Report how many lines of the records below contain the word "metal". Give only the number.

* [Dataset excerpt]
※

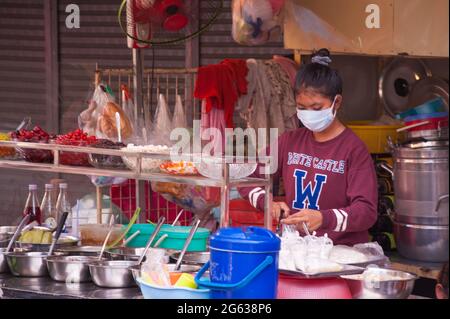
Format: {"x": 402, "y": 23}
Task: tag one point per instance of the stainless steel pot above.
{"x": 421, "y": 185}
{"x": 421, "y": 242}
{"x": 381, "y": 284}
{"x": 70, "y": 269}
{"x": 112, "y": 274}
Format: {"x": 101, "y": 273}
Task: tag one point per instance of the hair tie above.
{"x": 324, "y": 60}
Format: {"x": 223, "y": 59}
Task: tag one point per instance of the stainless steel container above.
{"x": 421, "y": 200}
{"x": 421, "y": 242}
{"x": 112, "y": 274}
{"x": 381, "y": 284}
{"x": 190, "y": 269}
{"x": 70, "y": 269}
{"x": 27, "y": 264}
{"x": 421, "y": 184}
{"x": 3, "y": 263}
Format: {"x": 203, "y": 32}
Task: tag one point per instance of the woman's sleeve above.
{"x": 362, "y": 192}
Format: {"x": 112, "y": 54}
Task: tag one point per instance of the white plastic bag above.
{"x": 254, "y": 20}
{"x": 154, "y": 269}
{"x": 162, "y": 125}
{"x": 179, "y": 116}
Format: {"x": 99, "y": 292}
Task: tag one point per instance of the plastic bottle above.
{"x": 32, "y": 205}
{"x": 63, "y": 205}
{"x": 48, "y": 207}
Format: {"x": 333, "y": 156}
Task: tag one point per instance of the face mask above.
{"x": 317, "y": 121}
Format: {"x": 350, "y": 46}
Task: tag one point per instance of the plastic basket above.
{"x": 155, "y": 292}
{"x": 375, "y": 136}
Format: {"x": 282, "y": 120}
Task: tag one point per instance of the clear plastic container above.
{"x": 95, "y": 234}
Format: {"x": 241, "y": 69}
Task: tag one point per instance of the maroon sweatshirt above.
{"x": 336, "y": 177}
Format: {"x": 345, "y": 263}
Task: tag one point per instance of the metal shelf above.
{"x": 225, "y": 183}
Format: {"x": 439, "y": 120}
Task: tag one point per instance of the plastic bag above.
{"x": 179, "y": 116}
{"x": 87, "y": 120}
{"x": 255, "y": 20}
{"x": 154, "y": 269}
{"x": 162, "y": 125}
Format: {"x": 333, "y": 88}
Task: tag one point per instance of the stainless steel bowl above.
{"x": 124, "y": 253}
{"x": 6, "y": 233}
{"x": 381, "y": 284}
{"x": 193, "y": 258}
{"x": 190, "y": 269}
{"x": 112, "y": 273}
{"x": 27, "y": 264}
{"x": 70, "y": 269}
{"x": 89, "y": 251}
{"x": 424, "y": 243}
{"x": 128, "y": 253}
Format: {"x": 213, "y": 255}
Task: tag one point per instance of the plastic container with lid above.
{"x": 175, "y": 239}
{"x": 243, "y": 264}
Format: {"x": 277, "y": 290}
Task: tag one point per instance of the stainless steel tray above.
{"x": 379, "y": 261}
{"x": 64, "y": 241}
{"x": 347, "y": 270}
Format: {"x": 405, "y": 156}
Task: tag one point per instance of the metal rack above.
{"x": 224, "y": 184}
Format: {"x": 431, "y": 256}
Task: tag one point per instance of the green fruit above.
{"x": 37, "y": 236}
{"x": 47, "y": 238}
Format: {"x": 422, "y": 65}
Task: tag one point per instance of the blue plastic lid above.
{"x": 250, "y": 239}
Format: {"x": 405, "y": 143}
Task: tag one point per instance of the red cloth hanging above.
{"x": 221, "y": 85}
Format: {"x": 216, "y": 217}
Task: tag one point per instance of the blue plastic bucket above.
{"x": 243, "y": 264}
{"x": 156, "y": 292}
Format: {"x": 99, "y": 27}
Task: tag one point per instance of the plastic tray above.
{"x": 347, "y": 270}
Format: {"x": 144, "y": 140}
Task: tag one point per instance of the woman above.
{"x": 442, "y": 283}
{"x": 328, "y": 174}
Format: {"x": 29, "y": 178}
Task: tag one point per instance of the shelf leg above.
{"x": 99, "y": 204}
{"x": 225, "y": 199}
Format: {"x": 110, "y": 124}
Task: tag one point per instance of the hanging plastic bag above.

※

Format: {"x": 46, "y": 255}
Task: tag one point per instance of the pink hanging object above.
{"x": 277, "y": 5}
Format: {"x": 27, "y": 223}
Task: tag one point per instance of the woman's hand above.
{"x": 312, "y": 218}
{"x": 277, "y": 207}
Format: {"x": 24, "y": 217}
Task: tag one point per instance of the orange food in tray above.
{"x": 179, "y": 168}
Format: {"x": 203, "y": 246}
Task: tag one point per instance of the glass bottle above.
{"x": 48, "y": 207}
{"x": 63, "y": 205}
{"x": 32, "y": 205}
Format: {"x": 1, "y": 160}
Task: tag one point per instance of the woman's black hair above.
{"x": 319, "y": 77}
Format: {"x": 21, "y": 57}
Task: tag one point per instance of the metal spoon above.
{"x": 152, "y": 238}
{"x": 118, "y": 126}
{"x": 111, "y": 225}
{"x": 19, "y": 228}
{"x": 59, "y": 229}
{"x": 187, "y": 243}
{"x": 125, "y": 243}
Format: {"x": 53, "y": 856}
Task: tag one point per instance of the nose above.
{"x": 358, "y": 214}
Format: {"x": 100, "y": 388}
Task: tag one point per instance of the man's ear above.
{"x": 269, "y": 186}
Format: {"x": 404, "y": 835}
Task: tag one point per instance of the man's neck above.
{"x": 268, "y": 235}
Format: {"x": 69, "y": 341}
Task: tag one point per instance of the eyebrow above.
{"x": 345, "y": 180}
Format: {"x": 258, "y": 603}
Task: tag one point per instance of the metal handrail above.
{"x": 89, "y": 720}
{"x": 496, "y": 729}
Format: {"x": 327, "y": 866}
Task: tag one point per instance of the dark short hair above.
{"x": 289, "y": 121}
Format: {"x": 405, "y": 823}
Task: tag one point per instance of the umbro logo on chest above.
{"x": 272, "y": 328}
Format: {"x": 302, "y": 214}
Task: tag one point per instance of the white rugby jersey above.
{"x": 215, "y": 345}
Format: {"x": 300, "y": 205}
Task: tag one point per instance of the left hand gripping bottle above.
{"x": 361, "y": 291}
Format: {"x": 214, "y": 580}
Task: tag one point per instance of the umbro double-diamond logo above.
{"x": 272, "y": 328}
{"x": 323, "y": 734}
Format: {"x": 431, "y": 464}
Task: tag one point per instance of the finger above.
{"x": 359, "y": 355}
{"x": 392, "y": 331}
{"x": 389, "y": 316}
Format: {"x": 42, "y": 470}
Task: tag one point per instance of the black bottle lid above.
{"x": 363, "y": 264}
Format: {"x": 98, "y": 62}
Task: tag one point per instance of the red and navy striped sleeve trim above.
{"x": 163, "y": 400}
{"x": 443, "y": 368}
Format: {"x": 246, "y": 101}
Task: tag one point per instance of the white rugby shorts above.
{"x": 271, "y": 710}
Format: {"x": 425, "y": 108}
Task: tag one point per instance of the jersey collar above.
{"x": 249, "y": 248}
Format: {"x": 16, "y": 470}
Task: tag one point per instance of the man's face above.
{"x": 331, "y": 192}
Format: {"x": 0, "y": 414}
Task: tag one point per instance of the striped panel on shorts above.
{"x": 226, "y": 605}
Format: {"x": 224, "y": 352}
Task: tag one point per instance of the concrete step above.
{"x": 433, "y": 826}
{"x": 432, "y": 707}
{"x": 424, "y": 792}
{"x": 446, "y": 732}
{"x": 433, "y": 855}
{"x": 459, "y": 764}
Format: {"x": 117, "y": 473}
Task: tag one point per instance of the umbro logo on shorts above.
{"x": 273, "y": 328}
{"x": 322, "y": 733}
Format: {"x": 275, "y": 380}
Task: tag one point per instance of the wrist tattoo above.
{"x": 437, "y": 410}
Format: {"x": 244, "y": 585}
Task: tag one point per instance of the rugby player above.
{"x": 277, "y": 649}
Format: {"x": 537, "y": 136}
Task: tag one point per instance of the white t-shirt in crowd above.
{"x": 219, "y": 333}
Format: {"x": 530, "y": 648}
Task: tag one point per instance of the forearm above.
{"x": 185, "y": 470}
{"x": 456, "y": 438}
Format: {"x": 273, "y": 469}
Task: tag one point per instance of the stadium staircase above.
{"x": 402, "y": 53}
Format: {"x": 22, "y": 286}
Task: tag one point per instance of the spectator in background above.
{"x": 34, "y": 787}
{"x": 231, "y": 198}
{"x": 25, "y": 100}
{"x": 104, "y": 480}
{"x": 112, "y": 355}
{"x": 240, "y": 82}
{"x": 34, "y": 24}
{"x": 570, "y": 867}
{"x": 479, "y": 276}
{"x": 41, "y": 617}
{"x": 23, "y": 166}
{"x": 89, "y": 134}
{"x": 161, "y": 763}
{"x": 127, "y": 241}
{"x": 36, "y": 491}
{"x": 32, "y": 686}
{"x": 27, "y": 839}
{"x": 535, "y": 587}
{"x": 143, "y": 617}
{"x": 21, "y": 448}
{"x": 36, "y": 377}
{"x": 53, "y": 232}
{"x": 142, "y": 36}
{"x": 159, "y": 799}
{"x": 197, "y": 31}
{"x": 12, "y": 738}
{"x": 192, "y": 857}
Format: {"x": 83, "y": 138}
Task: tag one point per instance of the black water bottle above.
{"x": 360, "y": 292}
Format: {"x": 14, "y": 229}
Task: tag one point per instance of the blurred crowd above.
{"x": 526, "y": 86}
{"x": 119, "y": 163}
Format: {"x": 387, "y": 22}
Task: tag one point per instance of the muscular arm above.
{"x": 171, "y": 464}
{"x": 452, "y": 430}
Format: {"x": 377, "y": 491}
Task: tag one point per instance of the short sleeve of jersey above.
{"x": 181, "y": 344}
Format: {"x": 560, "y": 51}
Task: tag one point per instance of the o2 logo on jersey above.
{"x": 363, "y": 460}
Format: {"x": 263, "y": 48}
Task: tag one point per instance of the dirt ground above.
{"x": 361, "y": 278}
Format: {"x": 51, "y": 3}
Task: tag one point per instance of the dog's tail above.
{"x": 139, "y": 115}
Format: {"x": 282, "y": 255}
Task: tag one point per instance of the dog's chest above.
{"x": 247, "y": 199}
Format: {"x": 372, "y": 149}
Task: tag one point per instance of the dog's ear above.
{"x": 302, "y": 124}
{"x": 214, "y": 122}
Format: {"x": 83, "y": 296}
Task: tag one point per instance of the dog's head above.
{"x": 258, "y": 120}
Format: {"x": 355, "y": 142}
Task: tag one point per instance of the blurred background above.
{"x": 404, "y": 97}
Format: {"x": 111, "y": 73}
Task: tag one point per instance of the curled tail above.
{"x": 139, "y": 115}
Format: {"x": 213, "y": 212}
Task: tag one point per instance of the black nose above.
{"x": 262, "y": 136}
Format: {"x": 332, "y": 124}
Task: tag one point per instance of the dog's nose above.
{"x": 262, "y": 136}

※

* [PROBLEM SOLUTION]
4